Task objective: Locate every line in the items below that contains the word "clicks", and copy each such line in full.

Entries supplied:
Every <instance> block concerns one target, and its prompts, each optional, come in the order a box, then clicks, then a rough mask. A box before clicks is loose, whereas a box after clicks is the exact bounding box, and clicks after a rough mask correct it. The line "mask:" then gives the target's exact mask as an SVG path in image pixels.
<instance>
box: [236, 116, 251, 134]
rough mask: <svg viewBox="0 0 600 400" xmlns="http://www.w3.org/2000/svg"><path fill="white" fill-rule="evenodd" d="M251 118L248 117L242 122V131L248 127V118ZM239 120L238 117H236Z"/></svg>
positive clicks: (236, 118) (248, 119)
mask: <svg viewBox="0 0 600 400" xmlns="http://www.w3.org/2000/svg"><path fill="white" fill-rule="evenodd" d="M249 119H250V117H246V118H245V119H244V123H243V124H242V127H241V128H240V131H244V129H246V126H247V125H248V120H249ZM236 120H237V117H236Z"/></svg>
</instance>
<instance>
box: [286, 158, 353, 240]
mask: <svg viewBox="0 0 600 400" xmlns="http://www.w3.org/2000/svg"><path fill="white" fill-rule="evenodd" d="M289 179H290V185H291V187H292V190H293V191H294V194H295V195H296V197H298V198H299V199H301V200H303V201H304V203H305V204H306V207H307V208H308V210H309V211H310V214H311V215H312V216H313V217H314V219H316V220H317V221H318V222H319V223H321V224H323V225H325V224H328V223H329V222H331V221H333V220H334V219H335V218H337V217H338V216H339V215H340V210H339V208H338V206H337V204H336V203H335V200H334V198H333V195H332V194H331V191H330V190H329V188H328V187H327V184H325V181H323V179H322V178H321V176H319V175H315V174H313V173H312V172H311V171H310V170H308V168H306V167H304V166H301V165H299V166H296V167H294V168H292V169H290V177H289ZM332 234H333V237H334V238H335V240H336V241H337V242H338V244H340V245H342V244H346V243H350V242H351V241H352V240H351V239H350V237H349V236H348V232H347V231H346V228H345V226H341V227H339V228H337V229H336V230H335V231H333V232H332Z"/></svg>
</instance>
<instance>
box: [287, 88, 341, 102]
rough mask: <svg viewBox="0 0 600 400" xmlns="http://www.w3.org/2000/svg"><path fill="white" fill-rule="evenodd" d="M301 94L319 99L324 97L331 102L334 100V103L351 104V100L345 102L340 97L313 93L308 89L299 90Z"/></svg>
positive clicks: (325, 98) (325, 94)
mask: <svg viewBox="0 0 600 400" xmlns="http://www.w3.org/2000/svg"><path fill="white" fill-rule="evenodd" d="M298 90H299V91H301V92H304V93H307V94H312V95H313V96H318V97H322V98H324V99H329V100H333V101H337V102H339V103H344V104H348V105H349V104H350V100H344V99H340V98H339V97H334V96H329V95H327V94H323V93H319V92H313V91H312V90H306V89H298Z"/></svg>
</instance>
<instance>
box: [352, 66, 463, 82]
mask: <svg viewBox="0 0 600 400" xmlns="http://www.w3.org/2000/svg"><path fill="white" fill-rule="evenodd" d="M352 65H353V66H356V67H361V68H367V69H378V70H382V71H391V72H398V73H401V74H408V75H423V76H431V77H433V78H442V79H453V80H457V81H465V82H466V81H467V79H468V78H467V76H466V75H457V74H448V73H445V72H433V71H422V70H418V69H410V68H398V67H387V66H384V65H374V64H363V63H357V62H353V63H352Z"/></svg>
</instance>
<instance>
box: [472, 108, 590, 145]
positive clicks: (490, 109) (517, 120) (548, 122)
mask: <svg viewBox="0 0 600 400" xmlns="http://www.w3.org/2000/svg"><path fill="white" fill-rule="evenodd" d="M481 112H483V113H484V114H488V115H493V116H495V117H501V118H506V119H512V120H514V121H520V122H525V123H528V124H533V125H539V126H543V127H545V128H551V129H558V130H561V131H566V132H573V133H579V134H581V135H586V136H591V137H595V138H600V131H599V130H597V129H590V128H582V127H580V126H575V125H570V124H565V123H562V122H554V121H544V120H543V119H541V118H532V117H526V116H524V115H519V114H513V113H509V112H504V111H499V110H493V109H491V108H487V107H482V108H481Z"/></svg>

Task result:
Every <instance> block concerns one target, and its prompts, each optional, come in the order a box, then clicks, then a rough mask. A box before clicks is loose, whereas a box after clicks is the exact bounding box, and clicks after a rough mask correct it. The line "mask:" then gives the target's exact mask as an SVG path in image pixels.
positive clicks: (236, 118) (248, 119)
positive clicks: (325, 98) (325, 94)
positive clicks: (490, 109) (517, 120) (548, 122)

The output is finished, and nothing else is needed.